====== Textauszug
Wiesbaden/Gießen/Berlin (dpa/lhe) - Die Gießener Ärztin Kristina
Hänel hat vor Gericht am Freitag eine Niederlage erlitten, politisch
geht die Debatte um den Abtreibungsparagrafen 219 im Zusammenhang mit
dem Verfahren weiter. «Der Paragraf 219a Strafgesetzbuch kann so
nicht bleiben», sagte der hessische SPD-Vorsitzende Thorsten
Schäfer-Gümbel vor dem Landgericht Gießen. «Ärztinnen und Ärzte
, die
neutral über Schwangerschaftsabbrüche informieren, dürfen nicht
länger kriminalisiert werden.»

Hänel hatte Berufung gegen ein Urteil des Amtsgerichts eingelegt, das
sie vor knapp einem Jahr zu 6000 Euro Strafe verurteilt hatte. Darin
hatte es geheißen, Hänel werbe auf ihrer Homepage für
Schwangerschaftsabbrüche. Das verstoße gegen den Paragrafen 219a, der
das öffentliche Anbieten, Ankündigen oder Anpreisen von
Schwangerschaftsabbrüchen untersagt.

Bundesfrauenministerin Franziska Giffey (SPD) plädierte am Freitag
für eine Reform des Paragrafen. «Wenn Frauen in so einer schwierigen
Situation sind - und das ist eine extreme Ausnahmesituation - dann
brauchen sie Beratung, Information und Unterstützung», sagte Giffey.
============
====== Datensätze
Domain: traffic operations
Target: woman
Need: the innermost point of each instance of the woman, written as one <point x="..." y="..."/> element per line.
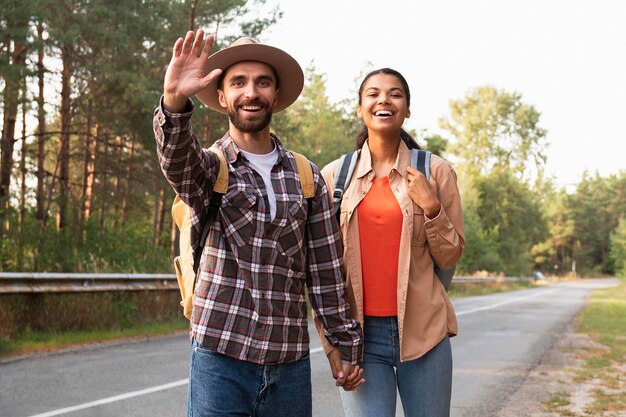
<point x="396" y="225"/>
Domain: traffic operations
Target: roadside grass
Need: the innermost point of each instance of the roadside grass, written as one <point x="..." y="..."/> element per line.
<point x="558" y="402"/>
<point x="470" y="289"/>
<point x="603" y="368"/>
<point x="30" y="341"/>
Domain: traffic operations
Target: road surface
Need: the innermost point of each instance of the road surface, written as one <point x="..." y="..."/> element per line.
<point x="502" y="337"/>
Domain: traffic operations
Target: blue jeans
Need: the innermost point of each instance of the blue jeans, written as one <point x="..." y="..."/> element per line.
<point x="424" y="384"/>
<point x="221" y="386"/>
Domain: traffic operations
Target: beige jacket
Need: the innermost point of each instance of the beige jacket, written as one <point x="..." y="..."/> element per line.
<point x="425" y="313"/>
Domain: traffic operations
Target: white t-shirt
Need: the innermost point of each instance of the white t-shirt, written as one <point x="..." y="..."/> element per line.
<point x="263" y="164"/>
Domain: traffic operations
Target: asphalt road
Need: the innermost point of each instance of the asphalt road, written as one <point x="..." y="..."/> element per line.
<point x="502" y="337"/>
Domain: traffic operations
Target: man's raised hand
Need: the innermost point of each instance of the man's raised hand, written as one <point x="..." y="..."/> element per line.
============
====== Datensätze
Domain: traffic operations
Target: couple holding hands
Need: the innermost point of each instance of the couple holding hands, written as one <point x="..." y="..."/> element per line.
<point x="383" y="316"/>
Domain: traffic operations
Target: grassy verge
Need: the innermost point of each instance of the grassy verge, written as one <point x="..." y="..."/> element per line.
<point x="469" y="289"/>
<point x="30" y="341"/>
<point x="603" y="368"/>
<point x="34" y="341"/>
============
*Zu bearbeitende Aufgaben*
**a.** Übersetze diesen Satz aus dem Textauszug ins Englische: „Hänel hatte Berufung gegen ein Urteil des Amtsgerichts eingelegt, das sie vor knapp einem Jahr zu 6000 Euro Strafe verurteilt hatte.“
**b.** Was untersagt der Paragraf 219a laut dem Textauszug?
**c.** Schreibe den Bericht über das Verfahren gegen Kristina Hänel nach seinem letzten Satz weiter.

*Lösungen*
**a.** Hänel had appealed a ruling by the local court that had sentenced her to a fine of 6,000 euros a little less than a year earlier.

**b.** Er untersagt das öffentliche Anbieten, Ankündigen oder Anpreisen von Schwangerschaftsabbrüchen.

**c.**
«Das darf man ihnen nicht verwehren.» Es gehe um Information, nicht
um Werbung. Den Ärzten müsse Rechtssicherheit gegeben werden.

Hänel selbst forderte im Anschluss an das Urteil vor Journalisten
eine Gesetzesänderung. Mit der Abweisung ihrer Berufung habe
sie gerechnet. «Wir sind einen Schritt weiter auf dem Weg zur
juristischen Klärung.» Zu allem ließen sich in der heutigen Zeit
Informationen finden, nur keine sachlichen Informationen zum Thema
Schwangerschaftsabbruch. «Ich stehe hier für die vielen, vielen
Tausend Frauen, die betroffen sind.» Zudem müsse die Kriminalisierung
der Ärzte aufhören.

Der Vorsitzende Richter Johannes Nink hatte in seiner
Urteilsbegründung von einer zwiespältigen Gesetzeslage gesprochen.
Gerichte müssten sich dennoch an die Gesetze halten. Zwar
habe auch er Zweifel, ob Paragraf 219a verfassungsgemäß sei, doch
seien diese nicht stark genug, um den Fall dem
Bundesverfassungsgericht vorzulegen. Der Gesetzgeber sei gefragt, für
eine Neuregelung zu sorgen.

Bundesjustizministerin Katarina Barley sagte den Zeitungen der Funke
Mediengruppe vor der Gerichtsentscheidung, sie sei optimistisch, dass
«noch in diesem Herbst» eine Lösung in der Koalition über den
umstrittenen Paragrafen gefunden werde.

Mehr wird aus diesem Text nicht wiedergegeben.